- **WHAT TO DO**: When you reach the line containing "For the scene shown above, tell me where the snowy" in the entries below, start writing out each line exactly, and stop after the line containing "For the scene shown above, tell me where the sneaker".

- **SUPPLIED RECORDS**:

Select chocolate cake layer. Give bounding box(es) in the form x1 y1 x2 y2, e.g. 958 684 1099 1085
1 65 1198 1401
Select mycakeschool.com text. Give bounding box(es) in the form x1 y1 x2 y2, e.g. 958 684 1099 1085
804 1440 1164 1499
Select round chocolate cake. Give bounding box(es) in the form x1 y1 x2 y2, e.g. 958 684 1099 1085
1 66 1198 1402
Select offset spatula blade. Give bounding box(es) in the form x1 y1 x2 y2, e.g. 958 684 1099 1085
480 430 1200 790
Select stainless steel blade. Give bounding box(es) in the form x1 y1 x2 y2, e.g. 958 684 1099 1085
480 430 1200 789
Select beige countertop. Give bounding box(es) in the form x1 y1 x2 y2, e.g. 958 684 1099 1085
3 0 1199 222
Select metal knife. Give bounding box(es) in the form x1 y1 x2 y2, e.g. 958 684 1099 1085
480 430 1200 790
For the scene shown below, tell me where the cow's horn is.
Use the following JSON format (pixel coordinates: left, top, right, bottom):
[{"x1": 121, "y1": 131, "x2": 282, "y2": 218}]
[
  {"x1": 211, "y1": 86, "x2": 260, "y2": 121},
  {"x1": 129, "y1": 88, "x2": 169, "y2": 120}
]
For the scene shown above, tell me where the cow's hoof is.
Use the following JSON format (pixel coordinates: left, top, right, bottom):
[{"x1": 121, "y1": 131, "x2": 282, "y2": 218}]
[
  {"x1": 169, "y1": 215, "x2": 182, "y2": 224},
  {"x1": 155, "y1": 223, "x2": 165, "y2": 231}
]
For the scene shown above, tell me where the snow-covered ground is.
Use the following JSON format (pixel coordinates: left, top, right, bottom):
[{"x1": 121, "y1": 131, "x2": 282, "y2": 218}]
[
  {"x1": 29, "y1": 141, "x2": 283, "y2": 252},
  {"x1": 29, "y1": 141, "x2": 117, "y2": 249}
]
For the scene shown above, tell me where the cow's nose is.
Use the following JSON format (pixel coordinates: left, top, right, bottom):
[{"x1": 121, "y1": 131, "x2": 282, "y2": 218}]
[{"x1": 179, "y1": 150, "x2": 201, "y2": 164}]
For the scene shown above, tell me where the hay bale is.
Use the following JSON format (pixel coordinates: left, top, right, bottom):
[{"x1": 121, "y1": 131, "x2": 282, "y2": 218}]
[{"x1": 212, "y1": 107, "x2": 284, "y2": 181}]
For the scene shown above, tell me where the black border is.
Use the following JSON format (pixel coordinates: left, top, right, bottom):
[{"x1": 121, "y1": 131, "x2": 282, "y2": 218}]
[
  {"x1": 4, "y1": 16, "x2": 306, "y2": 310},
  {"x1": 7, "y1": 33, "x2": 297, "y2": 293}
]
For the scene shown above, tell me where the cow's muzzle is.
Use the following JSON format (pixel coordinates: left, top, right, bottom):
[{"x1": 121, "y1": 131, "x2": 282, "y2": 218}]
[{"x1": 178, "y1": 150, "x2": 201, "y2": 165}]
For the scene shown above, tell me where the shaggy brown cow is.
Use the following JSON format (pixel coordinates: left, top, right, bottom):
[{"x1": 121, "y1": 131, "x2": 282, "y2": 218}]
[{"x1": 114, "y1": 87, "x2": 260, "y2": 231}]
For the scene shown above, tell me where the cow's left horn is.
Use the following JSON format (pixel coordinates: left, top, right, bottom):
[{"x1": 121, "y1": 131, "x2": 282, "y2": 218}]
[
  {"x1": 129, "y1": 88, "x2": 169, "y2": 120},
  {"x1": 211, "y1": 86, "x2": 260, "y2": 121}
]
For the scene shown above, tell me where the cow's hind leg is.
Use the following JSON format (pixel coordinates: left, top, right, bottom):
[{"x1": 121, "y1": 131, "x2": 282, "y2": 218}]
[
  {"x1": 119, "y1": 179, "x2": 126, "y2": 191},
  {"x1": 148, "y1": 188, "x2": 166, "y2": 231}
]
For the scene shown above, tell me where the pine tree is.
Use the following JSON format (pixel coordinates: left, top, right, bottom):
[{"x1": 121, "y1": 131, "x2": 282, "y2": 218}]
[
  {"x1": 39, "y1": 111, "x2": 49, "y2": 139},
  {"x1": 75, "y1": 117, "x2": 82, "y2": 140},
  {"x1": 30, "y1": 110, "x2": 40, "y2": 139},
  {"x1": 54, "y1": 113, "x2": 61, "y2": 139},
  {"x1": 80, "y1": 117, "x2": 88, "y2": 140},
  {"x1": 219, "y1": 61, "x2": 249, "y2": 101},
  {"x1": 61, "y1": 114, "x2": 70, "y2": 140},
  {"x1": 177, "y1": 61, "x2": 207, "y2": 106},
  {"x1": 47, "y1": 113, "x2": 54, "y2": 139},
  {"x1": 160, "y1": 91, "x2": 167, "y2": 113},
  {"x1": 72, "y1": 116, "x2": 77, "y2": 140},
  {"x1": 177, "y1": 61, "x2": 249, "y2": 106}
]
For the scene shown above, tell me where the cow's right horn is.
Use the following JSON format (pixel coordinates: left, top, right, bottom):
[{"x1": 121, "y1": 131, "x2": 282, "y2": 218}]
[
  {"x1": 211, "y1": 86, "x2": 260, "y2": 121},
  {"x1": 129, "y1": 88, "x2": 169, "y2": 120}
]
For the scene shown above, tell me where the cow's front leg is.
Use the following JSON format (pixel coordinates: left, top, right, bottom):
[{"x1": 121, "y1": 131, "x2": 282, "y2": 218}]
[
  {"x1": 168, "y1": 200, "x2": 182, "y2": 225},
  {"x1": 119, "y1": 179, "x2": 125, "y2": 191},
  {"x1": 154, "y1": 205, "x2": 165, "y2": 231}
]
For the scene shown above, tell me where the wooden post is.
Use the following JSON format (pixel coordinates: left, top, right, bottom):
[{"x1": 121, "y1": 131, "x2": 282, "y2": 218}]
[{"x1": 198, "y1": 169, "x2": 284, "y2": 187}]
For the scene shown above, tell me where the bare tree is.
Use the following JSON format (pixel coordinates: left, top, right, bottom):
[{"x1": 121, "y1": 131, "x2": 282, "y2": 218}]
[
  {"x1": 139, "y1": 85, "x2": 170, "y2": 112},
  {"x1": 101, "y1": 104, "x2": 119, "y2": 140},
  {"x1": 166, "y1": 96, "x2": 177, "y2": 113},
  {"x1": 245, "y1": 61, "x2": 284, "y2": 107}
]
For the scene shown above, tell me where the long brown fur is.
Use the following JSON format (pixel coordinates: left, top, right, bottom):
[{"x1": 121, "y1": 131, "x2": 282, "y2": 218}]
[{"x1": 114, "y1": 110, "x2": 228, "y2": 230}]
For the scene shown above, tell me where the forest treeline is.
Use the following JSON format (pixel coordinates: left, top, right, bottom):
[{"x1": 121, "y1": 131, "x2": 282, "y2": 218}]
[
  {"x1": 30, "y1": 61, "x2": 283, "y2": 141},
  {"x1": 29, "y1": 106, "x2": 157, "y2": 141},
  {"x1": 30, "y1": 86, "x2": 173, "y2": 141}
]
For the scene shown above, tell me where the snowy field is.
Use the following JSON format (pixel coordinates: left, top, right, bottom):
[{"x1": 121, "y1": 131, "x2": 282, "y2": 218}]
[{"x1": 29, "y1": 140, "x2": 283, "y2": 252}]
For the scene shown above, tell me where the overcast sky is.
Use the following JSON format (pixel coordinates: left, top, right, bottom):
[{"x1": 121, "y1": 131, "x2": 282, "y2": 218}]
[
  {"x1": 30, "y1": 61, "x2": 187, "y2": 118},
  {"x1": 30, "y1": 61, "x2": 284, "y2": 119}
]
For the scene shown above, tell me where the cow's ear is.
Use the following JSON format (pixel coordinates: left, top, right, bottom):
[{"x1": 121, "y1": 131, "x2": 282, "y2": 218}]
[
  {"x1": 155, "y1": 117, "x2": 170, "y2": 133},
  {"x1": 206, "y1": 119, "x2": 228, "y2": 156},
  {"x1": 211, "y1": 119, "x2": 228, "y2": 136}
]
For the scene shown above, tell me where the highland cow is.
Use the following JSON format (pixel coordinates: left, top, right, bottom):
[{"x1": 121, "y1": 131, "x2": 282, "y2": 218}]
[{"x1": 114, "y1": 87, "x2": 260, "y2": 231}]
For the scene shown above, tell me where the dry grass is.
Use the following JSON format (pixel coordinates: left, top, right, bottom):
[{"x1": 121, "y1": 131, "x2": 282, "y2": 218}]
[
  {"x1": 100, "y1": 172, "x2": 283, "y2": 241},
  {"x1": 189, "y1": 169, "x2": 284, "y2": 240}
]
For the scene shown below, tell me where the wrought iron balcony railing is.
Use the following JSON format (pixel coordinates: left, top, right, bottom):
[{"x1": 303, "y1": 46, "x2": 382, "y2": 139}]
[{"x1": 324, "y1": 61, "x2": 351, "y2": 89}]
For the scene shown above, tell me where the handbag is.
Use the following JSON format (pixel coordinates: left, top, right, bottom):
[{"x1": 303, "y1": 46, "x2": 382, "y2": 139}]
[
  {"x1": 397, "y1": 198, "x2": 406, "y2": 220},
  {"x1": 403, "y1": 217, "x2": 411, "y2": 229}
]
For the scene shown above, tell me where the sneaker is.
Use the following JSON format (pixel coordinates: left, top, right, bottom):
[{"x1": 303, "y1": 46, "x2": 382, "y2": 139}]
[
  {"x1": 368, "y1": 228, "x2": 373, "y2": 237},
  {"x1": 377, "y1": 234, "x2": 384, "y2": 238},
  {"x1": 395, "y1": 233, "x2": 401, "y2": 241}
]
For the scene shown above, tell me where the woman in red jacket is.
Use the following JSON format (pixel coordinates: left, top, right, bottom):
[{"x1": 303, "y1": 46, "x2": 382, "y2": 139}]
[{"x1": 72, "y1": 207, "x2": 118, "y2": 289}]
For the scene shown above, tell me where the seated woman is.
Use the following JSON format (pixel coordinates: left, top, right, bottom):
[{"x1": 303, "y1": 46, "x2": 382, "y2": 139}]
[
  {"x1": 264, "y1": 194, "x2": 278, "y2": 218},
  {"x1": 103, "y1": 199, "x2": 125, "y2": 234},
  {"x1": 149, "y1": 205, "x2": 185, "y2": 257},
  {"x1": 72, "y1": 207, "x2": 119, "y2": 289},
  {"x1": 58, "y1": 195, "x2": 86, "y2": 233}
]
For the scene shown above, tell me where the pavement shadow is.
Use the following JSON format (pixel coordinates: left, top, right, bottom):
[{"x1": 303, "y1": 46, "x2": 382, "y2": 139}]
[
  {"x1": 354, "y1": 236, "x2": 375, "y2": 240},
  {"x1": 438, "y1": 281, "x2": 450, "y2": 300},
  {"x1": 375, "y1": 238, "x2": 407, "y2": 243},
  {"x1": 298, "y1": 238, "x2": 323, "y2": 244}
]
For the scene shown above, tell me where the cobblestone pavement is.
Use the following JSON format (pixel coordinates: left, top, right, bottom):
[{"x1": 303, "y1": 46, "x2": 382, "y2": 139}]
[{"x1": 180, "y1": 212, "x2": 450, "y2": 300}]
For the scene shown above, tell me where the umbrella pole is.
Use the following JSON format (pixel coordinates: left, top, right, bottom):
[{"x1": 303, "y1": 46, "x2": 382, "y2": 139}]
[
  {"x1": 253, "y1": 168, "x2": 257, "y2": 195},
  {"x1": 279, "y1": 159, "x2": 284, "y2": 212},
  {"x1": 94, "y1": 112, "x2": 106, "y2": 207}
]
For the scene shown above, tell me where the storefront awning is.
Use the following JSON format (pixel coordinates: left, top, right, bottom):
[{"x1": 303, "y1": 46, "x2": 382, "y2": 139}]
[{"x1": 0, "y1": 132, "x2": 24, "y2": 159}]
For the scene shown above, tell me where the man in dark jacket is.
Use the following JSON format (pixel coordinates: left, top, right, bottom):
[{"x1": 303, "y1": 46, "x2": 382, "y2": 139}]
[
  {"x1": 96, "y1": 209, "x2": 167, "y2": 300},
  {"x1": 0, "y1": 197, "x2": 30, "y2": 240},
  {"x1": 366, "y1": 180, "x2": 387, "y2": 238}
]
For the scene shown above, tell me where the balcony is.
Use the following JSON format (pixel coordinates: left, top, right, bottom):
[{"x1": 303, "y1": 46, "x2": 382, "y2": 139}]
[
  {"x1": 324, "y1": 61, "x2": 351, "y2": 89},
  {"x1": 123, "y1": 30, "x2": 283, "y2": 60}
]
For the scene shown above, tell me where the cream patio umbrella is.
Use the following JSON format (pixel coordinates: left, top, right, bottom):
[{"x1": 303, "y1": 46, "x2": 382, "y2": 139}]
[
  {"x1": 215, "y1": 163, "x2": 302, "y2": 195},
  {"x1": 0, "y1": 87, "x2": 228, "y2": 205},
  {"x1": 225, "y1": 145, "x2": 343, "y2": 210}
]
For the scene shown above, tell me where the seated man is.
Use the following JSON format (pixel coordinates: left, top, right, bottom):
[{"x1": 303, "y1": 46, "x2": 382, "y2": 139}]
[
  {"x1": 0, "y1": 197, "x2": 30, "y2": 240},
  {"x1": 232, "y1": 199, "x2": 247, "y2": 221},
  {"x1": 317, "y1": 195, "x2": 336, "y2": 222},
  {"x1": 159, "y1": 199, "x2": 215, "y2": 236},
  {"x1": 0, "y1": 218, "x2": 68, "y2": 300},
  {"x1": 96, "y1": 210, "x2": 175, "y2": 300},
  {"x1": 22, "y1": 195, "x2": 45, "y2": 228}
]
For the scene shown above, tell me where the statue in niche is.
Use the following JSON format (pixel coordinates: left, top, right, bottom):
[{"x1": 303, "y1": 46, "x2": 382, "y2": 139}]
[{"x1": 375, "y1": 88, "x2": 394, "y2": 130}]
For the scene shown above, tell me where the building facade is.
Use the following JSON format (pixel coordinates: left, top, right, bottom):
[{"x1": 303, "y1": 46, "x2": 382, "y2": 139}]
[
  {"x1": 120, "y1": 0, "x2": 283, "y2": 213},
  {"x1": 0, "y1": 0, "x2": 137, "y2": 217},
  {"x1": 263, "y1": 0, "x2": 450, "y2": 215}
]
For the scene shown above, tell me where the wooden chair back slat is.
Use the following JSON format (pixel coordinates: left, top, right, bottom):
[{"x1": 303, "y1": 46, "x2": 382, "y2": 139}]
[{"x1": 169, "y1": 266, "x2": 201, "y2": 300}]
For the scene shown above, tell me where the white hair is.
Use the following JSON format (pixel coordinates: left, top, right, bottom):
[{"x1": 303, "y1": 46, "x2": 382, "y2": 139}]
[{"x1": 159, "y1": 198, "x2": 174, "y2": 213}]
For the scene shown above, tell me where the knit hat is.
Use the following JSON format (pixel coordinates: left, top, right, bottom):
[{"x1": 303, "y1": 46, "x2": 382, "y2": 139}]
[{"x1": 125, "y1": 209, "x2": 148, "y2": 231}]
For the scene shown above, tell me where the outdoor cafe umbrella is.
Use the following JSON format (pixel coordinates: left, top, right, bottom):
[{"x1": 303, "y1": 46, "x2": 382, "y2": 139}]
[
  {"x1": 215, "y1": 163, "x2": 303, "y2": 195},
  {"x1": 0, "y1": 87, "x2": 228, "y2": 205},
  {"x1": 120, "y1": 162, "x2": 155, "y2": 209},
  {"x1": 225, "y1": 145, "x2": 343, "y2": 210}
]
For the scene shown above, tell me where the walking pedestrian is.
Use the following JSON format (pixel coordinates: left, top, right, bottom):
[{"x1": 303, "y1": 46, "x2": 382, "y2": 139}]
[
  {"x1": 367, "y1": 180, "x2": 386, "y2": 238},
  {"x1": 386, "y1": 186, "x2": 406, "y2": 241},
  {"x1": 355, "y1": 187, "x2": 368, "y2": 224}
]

- **SOLUTION FOR THIS EXERCISE**:
For the scene shown above, tell me where the snowy field is.
Use the following JSON format (pixel coordinates: left, top, right, bottom):
[{"x1": 121, "y1": 131, "x2": 282, "y2": 218}]
[{"x1": 29, "y1": 140, "x2": 283, "y2": 252}]
For the scene shown above, tell me where the overcast sky is.
Use the following JSON format (pixel coordinates: left, top, right, bottom):
[{"x1": 121, "y1": 131, "x2": 282, "y2": 218}]
[
  {"x1": 30, "y1": 61, "x2": 187, "y2": 118},
  {"x1": 30, "y1": 61, "x2": 284, "y2": 119}
]
For the scene shown above, tell me where the cow's ear is.
Use the following JSON format (pixel coordinates: left, top, right, bottom):
[{"x1": 121, "y1": 131, "x2": 282, "y2": 218}]
[
  {"x1": 155, "y1": 117, "x2": 170, "y2": 133},
  {"x1": 206, "y1": 119, "x2": 228, "y2": 156},
  {"x1": 211, "y1": 119, "x2": 228, "y2": 136}
]
For the scene shown above, tell me where the highland cow is.
Use the following JSON format (pixel coordinates: left, top, right, bottom):
[{"x1": 121, "y1": 131, "x2": 282, "y2": 218}]
[{"x1": 114, "y1": 87, "x2": 260, "y2": 231}]
For the scene shown above, tell me where the dry grass is.
Use the following JSON format (pixel coordinates: left, top, right, bottom):
[{"x1": 121, "y1": 131, "x2": 282, "y2": 218}]
[
  {"x1": 100, "y1": 172, "x2": 283, "y2": 241},
  {"x1": 189, "y1": 169, "x2": 284, "y2": 240}
]
For the scene shown below, tell me where the wrought iron balcony railing is.
Use the following JSON format (pixel coordinates: left, top, right, bottom):
[{"x1": 303, "y1": 46, "x2": 382, "y2": 139}]
[{"x1": 324, "y1": 61, "x2": 351, "y2": 89}]
For the scene shown above, tell me where the handbag is.
Use the following JSON format (pixel coordinates: left, top, right, bottom):
[{"x1": 303, "y1": 46, "x2": 382, "y2": 139}]
[
  {"x1": 397, "y1": 198, "x2": 406, "y2": 220},
  {"x1": 403, "y1": 217, "x2": 411, "y2": 229}
]
For the scene shown above, tell me where the sneaker is.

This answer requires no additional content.